REQUIREMENTS:
1. In the Tom Spurgeon interview, rewrite the passage starting with "We sat down" and going on through "freak out mode.", putting "holiday" in place of "recession".
2. Extend the Tom Spurgeon interview past the point where it stops.

Sure it seems a bit early to get nostalgic about 2008—and heck, judging from the past 12 months, it seems a fairly safe bet that this year isn’t likely to considered a font of great memories for decades to come—but still, what would December be without a slew of year-end recaps? Last year we spoke to The Beat’s Heidi MacDonald to help The Cross Hatch in welcoming in the new year. This time we’ve tapped a fellow industry veteran and highly regarded comics blogger, Tom Spurgeon.
These days Spurgeon is best known as the principle—and, really, sole—driving force behind the frequently updated and massively authoritative site, The Comics Reporter. Spurgeon also did time on the print side of the media equation, having worked as both the executive and managing editor of Fantagraphics’ The Comics Journal. He’s also the co-author of Stan Lee and the Rise and Fall of the American Comic Book and creator himself, having penned the short-lived Wildwood strip for King Features.
We sat down with Spurgeon to recap the 2008 and toss out wild predictions for 2009—naturally we spent the vast majority of our time together wallowing in recession freak out mode.
When people look back at 2008 in 10, 20 years, what are the big themes for the year going to be?

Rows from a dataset
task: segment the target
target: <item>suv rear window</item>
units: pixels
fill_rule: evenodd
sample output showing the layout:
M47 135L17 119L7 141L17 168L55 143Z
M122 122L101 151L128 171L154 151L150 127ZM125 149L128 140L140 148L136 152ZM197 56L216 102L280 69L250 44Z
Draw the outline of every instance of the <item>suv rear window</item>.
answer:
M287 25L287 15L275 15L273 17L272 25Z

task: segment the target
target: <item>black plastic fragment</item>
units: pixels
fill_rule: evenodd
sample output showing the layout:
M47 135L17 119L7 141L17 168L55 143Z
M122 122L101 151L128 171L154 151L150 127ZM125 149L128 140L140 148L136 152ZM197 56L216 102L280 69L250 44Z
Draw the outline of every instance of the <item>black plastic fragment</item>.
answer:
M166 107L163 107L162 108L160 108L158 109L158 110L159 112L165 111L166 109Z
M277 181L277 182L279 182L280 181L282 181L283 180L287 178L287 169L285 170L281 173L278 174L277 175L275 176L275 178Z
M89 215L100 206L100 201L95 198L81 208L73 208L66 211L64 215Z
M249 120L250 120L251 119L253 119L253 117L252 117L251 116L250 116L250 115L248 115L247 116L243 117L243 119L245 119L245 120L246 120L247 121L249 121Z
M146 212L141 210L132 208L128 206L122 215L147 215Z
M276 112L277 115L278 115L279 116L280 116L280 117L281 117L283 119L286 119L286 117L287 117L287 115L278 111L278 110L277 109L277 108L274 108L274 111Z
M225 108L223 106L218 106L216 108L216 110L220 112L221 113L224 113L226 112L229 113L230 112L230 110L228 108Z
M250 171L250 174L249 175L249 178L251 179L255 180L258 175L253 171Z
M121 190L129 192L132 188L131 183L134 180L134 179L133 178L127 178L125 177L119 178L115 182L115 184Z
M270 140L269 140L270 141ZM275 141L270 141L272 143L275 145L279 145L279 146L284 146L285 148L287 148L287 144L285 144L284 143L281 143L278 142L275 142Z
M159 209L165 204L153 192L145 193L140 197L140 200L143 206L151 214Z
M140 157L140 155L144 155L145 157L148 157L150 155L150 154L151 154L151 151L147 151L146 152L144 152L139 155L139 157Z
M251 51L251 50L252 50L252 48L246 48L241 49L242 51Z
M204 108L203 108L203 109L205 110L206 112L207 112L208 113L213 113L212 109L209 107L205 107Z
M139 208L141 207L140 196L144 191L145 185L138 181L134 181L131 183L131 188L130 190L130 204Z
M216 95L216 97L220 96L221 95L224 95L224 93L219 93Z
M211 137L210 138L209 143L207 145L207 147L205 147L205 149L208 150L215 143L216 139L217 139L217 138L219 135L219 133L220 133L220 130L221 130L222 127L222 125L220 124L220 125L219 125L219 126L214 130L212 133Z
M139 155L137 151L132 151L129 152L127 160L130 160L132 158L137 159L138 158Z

WRITTEN RESPONSES:
1.
We sat down with Spurgeon to recap the 2008 and toss out wild predictions for 2009—naturally we spent the vast majority of our time together wallowing in holiday freak out mode.

2.
The big story at the end of the year is, of course, the economy, and how that’s going to affect the comics business. I think you actually go back and look over a lot of the stories from this year, you’ll find that there’s actually a lot of movement on economic issues, even before it got on everyone’s mind. You have the Minx imprint that went down and Virgin comics. You have these kinds of stories throughout the year. Right now everyone’s kind of freaked out because we don’t know what the economic effect will be, down the road. That will certainly be one of the big stories.
This was also a big year overseas with the fallout from the Danish cartoon story. I don’t know if you remember the assassination attempt against one of the cartoonists, Kurt Westergaard, and his wife. If you look at what the landscape was like post that original incident, back in 2005, 2006, when the assassination attempt became public, there was a sympathetic reprinting of the cartoons in a lot of newspapers and a not very nice reaction on the part of those who politically objected to those cartoons. It’s almost become iconic, I think.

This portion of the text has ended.